EXERCISE TASK:
Print out every record exactly as it appears.

☆ ☆ ☆

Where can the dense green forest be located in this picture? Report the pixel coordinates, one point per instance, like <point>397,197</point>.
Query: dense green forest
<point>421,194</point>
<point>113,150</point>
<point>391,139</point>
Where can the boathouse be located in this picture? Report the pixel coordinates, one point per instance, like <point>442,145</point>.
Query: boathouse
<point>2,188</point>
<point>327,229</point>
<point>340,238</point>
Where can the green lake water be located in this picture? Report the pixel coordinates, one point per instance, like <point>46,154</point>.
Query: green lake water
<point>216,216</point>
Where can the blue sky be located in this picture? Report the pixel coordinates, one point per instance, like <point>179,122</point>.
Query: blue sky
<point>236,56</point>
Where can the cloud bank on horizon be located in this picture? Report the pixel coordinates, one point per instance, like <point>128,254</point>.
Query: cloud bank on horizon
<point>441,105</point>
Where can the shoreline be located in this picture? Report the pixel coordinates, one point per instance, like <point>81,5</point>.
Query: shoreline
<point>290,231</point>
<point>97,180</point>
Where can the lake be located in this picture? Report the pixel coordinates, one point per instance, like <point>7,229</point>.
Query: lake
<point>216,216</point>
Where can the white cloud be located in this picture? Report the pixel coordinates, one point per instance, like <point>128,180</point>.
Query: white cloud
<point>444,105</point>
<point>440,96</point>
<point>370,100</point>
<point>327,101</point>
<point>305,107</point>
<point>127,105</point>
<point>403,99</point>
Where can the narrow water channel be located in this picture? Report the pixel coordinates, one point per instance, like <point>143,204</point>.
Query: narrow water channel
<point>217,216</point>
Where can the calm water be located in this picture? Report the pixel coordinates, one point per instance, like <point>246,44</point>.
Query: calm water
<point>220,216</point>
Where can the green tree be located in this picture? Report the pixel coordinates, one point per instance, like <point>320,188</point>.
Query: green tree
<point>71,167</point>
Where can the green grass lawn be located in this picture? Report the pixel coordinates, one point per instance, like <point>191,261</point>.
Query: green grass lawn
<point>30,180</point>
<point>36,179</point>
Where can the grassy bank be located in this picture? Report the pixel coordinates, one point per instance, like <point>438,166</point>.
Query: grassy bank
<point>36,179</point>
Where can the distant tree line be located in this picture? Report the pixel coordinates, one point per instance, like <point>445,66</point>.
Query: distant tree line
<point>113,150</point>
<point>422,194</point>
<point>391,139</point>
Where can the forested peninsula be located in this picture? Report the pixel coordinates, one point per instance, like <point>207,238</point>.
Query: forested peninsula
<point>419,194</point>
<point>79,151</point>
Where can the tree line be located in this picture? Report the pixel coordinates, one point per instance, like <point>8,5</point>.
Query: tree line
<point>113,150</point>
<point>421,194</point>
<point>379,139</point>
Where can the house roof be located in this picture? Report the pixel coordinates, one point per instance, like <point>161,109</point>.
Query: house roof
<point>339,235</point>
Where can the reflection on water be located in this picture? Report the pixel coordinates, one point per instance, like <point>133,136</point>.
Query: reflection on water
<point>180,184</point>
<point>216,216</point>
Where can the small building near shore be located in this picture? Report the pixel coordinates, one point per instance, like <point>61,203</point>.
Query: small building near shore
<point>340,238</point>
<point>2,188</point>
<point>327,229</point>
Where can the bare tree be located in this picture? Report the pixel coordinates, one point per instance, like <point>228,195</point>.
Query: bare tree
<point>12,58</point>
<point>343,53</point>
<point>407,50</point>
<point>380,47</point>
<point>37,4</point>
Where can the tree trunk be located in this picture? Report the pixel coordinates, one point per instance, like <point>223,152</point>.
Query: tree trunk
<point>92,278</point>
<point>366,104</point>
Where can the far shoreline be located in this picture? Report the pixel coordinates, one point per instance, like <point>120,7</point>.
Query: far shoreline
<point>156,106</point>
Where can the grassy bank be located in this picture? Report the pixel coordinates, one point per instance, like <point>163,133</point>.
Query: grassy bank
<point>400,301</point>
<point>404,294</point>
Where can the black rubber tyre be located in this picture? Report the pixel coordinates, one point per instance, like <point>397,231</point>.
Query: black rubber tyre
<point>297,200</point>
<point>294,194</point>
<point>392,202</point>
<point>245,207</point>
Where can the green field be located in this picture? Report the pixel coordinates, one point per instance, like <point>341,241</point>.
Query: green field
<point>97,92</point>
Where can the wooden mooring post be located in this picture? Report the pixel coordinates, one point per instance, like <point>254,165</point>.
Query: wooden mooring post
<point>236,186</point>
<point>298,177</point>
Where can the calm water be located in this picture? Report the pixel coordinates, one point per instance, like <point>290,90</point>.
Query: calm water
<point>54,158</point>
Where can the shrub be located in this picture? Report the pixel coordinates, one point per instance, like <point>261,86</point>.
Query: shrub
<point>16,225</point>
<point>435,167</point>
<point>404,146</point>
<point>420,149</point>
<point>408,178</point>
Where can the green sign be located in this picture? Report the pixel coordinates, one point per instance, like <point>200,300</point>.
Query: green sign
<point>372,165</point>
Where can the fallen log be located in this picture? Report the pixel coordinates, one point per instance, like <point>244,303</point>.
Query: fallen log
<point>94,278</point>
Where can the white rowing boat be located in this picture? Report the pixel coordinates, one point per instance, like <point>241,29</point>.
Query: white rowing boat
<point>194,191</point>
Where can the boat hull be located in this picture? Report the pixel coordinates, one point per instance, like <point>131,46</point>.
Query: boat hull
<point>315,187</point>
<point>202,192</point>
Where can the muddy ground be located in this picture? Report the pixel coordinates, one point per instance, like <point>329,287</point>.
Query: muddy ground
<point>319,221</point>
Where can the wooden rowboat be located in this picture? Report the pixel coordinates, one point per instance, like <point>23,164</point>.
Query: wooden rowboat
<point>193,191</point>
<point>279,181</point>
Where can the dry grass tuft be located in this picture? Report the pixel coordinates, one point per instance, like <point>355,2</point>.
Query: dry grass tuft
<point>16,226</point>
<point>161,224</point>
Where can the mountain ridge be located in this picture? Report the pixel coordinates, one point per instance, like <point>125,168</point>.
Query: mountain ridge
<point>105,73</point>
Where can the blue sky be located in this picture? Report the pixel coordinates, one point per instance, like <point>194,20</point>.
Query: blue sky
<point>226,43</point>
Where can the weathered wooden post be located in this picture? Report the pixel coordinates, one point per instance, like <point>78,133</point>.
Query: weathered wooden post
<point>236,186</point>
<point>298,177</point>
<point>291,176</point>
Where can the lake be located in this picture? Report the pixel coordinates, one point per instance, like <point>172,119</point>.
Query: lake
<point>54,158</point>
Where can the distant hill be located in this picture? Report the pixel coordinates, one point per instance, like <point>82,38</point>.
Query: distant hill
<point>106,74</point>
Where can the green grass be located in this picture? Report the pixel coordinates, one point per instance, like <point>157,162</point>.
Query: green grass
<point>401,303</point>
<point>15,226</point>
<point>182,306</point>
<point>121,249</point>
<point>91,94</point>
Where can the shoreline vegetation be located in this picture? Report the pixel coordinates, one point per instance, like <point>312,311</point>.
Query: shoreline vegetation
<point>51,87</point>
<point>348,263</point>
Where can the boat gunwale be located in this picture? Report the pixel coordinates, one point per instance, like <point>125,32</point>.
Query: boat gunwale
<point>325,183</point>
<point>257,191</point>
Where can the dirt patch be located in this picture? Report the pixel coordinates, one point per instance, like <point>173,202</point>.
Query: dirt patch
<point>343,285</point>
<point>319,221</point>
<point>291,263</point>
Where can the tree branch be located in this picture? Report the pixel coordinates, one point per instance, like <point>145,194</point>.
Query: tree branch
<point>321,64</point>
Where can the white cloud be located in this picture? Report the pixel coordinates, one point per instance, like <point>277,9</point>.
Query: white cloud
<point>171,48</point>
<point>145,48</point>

☆ ☆ ☆

THE ANSWER:
Where can the dense green forest be located in this picture? Report the pixel coordinates, one point per instance, like <point>397,197</point>.
Query: dense green forest
<point>421,194</point>
<point>113,150</point>
<point>391,139</point>
Where can the boathouse be located in this picture? Report the pixel coordinates, one point per instance, like <point>442,145</point>.
Query: boathouse
<point>2,188</point>
<point>327,229</point>
<point>340,238</point>
Where can the green lake water be located in this picture? Report the pixel coordinates, one point per instance, like <point>46,154</point>.
Query: green lake water
<point>216,216</point>
Where can the blue sky be located in this picture? Report the pixel coordinates, one point per instance, like <point>179,122</point>.
Query: blue sky
<point>236,56</point>
Where can the cloud bank on horizon be located in this picture? Report the pixel coordinates, one point per instance, like <point>128,254</point>.
Query: cloud bank on horizon
<point>441,105</point>
Where can the shoreline be located in this picture? Report the pixel coordinates, one point per instance, like <point>81,5</point>.
Query: shoreline
<point>290,231</point>
<point>97,180</point>
Where can the lake be located in this picture? Report the pixel coordinates, one point per instance, like <point>7,229</point>.
Query: lake
<point>216,216</point>
Where can the white cloud be located in this picture? Report the pixel coordinates, one point per instance, like <point>128,180</point>.
Query: white cloud
<point>444,105</point>
<point>440,96</point>
<point>370,100</point>
<point>327,101</point>
<point>305,107</point>
<point>127,105</point>
<point>403,99</point>
Where can the narrow water channel be located in this picture? Report the pixel coordinates, one point per instance, like <point>143,204</point>.
Query: narrow water channel
<point>217,216</point>
Where can the calm water be located in this picture? Report the pixel coordinates, one point per instance, like <point>246,44</point>.
Query: calm water
<point>220,216</point>
Where can the green tree be located in this picture? Report the pixel coordinates, one point per instance, like <point>320,188</point>.
Query: green tree
<point>71,167</point>
Where can the green grass lawn be located in this picture? Report the pixel coordinates, one point per instance, like <point>191,261</point>.
Query: green grass lawn
<point>30,180</point>
<point>36,179</point>
Where can the grassy bank be located in this picture? Report the pixel coordinates, one point per instance, like <point>438,166</point>.
Query: grassy bank
<point>36,179</point>
Where can the distant tree line be located in this picture? Report the pixel coordinates, one point per instance, like <point>445,66</point>.
Query: distant tree line
<point>113,150</point>
<point>422,194</point>
<point>391,139</point>
Where can the forested peninsula be located in this picture? Report the pixel coordinates, one point per instance, like <point>207,238</point>.
Query: forested peninsula
<point>419,194</point>
<point>79,151</point>
Where can the tree line be located in this picture? Report the pixel coordinates, one point per instance, like <point>8,5</point>.
Query: tree line
<point>113,150</point>
<point>421,194</point>
<point>379,139</point>
Where can the house roof be located in this picture? Report the pixel coordinates, one point per instance, like <point>161,109</point>.
Query: house roof
<point>339,235</point>
Where can the reflection on water be located in this picture? Report the pixel coordinates, one point per instance, like <point>133,136</point>.
Query: reflection on water
<point>180,184</point>
<point>216,216</point>
Where can the small building near shore be located in this picture? Report the pixel coordinates, one point per instance, like <point>61,203</point>.
Query: small building near shore
<point>340,238</point>
<point>2,188</point>
<point>327,229</point>
Where can the bare tree be located in this picture? Report the pixel coordinates, one point per instance, like <point>228,195</point>.
Query: bare tree
<point>12,58</point>
<point>343,53</point>
<point>407,50</point>
<point>380,47</point>
<point>37,4</point>
Where can the tree trunk be located in this picture? Report the pixel coordinates, one point per instance, like <point>223,152</point>.
Query: tree trunk
<point>92,278</point>
<point>366,104</point>
Where can the far shoreline be located in this picture? Report the pixel coordinates, one point per instance, like <point>120,7</point>.
Query: far shoreline
<point>156,106</point>
Where can the grassy bank be located in this picture? Report the pixel coordinates, one point per instance, like <point>163,133</point>.
Query: grassy bank
<point>400,301</point>
<point>404,294</point>
Where can the black rubber tyre be located in this picture? Report the pixel coordinates, one point per instance, like <point>397,231</point>.
Query: black rubber tyre
<point>297,200</point>
<point>294,194</point>
<point>392,202</point>
<point>245,207</point>
Where can the green field be located in this picture? Report the pixel coordinates, one point per instance, like <point>341,241</point>.
Query: green field
<point>97,92</point>
Where can the wooden mooring post be located in this picture? Report the pixel coordinates, one point per instance, like <point>254,165</point>.
Query: wooden mooring post
<point>236,186</point>
<point>298,177</point>
Where can the calm water be located in this picture? Report the pixel coordinates, one point per instance, like <point>290,90</point>.
Query: calm water
<point>54,158</point>
Where can the shrub be located in this picture? Report the pixel coordinates, one point per instance, like <point>261,86</point>.
Query: shrub
<point>16,225</point>
<point>435,167</point>
<point>404,146</point>
<point>420,149</point>
<point>408,178</point>
Where can the green sign be located in this picture? Report the pixel coordinates, one point per instance, like <point>200,300</point>.
Query: green sign
<point>372,165</point>
Where can the fallen log be located in this picture? Report the pixel coordinates, one point per instance, like <point>244,303</point>.
Query: fallen log
<point>94,278</point>
Where can the white rowing boat be located in this picture? Report the pixel coordinates, one point per instance, like <point>241,29</point>.
Query: white rowing boat
<point>194,191</point>
Where can the boat hull be located in this picture? Report the pixel coordinates, one point per instance, like <point>131,46</point>.
Query: boat hull
<point>315,187</point>
<point>202,192</point>
Where can the muddy ground be located in this picture? Report the pixel coordinates, one point per instance, like <point>329,287</point>.
Query: muddy ground
<point>319,221</point>
Where can the wooden rowboat be located in this picture? Report the pixel coordinates, one point per instance, like <point>23,164</point>.
Query: wooden rowboat
<point>193,191</point>
<point>279,181</point>
Where can the dry grass tuft be located in this picture? Report the pixel coordinates, one point per instance, like <point>355,2</point>.
Query: dry grass tuft
<point>16,226</point>
<point>161,224</point>
Where can the mountain ridge be located in this picture? Report the pixel coordinates, one point per instance, like <point>125,168</point>.
Query: mountain ridge
<point>105,73</point>
Where can the blue sky be located in this picture? Report the pixel coordinates, one point per instance, like <point>194,20</point>.
Query: blue sky
<point>226,43</point>
Where can the weathered wooden post be located in this picture? Report the pixel coordinates, one point per instance, like <point>78,133</point>.
Query: weathered wooden post
<point>236,186</point>
<point>298,177</point>
<point>291,176</point>
Where can the lake be located in this picture? Report the pixel coordinates, one point per instance, like <point>172,119</point>.
Query: lake
<point>54,158</point>
Where can the distant hill be located in this picture? Report the pixel coordinates, one point per instance, like <point>82,38</point>.
Query: distant hill
<point>106,74</point>
Where can the green grass be located in this picture? Report the pixel coordinates, one point per instance, like <point>157,162</point>.
Query: green grass
<point>401,303</point>
<point>15,226</point>
<point>182,306</point>
<point>121,249</point>
<point>91,94</point>
Where can the shoreline vegetation be located in this picture? Report the pixel coordinates, one point per instance, like <point>312,311</point>.
Query: shoreline vegetation
<point>51,87</point>
<point>348,263</point>
Where can the boat gunwale be located in this picture? Report the pixel coordinates, one point per instance, like <point>125,32</point>.
Query: boat gunwale
<point>325,183</point>
<point>257,191</point>
Where can the dirt patch be located in this picture? Report the pixel coordinates, one point per instance, like <point>173,202</point>.
Query: dirt patch
<point>343,285</point>
<point>319,221</point>
<point>291,263</point>
Where can the tree branch be located in this picture? Report the pixel coordinates, one point per instance, like <point>145,194</point>.
Query: tree branch
<point>321,64</point>
Where can the white cloud be located in this picture? Report the pixel coordinates, one point per instance, like <point>277,9</point>.
Query: white cloud
<point>171,48</point>
<point>145,48</point>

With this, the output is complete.